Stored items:
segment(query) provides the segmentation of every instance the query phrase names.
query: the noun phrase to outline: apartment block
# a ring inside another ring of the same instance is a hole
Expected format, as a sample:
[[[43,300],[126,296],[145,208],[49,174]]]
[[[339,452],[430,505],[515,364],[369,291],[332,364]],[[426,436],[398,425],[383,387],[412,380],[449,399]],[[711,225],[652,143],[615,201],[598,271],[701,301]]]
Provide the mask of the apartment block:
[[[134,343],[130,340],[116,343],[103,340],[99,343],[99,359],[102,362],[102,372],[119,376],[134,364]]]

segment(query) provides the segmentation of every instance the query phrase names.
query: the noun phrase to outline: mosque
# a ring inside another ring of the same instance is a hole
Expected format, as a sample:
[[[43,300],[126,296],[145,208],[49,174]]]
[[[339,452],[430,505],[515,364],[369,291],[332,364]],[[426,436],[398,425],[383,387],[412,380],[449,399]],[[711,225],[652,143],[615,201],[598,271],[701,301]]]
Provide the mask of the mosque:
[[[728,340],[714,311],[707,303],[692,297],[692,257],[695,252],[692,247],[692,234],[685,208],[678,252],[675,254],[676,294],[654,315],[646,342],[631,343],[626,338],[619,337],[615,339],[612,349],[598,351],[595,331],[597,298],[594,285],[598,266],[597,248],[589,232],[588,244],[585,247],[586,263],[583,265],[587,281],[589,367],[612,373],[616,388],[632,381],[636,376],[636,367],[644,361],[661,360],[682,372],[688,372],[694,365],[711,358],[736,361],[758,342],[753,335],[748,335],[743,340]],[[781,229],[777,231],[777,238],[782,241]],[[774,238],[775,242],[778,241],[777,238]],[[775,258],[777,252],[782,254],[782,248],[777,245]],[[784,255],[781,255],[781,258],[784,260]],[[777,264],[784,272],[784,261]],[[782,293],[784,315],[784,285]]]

### Problem to work on
Search the records for the word "noun" and copy out every line that holds it.

### Response
query: the noun phrase to outline: apartment block
query: the noun phrase to outline: mosque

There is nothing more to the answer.